[Excerpts from a dataset]
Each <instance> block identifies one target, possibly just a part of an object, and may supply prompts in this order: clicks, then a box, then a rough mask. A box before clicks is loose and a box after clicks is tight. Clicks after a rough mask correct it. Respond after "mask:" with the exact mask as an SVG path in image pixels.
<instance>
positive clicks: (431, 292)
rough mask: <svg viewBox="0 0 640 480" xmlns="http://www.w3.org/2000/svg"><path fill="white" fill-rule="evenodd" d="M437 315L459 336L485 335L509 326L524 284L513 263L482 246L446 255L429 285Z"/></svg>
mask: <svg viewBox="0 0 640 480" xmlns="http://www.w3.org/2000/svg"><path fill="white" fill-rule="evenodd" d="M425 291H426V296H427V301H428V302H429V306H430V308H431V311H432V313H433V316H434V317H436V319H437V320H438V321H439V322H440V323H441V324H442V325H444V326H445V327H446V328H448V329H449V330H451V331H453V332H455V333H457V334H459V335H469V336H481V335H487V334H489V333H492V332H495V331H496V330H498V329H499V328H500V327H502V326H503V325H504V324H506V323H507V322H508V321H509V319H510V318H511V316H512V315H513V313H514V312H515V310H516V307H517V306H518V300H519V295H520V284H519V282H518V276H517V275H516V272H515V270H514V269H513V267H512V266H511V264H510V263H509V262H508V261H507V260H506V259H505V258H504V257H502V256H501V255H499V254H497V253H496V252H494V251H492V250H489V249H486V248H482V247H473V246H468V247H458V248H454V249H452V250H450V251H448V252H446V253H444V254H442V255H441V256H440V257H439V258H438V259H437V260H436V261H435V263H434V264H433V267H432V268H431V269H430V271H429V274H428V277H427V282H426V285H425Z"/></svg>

TASK STATEMENT: Revise the records from their start through the line containing "rough mask: <svg", replacing "loose" with "generous" and changing nothing else. Give only those lines.

YOUR RESPONSE:
Each <instance> block identifies one target, possibly just a part of an object, and may supply prompts in this order: clicks, then a box, then a rough mask. A box before clicks is generous and a box after clicks is tight. Clicks after a rough mask correct it. Respond after "mask:" with the exact mask as an SVG path in image pixels.
<instance>
positive clicks: (431, 292)
rough mask: <svg viewBox="0 0 640 480" xmlns="http://www.w3.org/2000/svg"><path fill="white" fill-rule="evenodd" d="M437 315L459 336L485 335L509 326L524 284L513 263L482 246L446 255L429 285Z"/></svg>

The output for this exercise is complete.